▸ STATED PROBLEM: Present each line of the following listing as an item in a numbered list, omitting blank lines. Leave the pictures out of your answer.

▸ Excerpt from a dataset:

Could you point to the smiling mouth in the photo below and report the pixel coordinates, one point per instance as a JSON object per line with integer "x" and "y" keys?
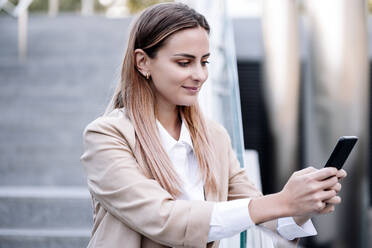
{"x": 191, "y": 88}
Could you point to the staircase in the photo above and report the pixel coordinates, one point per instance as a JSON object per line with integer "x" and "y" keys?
{"x": 66, "y": 81}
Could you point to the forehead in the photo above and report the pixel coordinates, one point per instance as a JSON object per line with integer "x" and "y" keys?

▸ ANSWER TO THIS EXERCISE:
1. Could you point to the smiling mouth in the photo below and report the pixel coordinates, one point per instance as a JSON object per line with integer "x" and "y" keys?
2. {"x": 191, "y": 88}
3. Could you point to the staircase in the photo above and report the pixel coordinates, one point per instance as a JSON object per line with integer "x" and "y" keys?
4. {"x": 66, "y": 81}
5. Could you point to the forehead in the photo above and report the pixel coordinates, one point per instance as a JSON object per line with integer "x" and "y" keys?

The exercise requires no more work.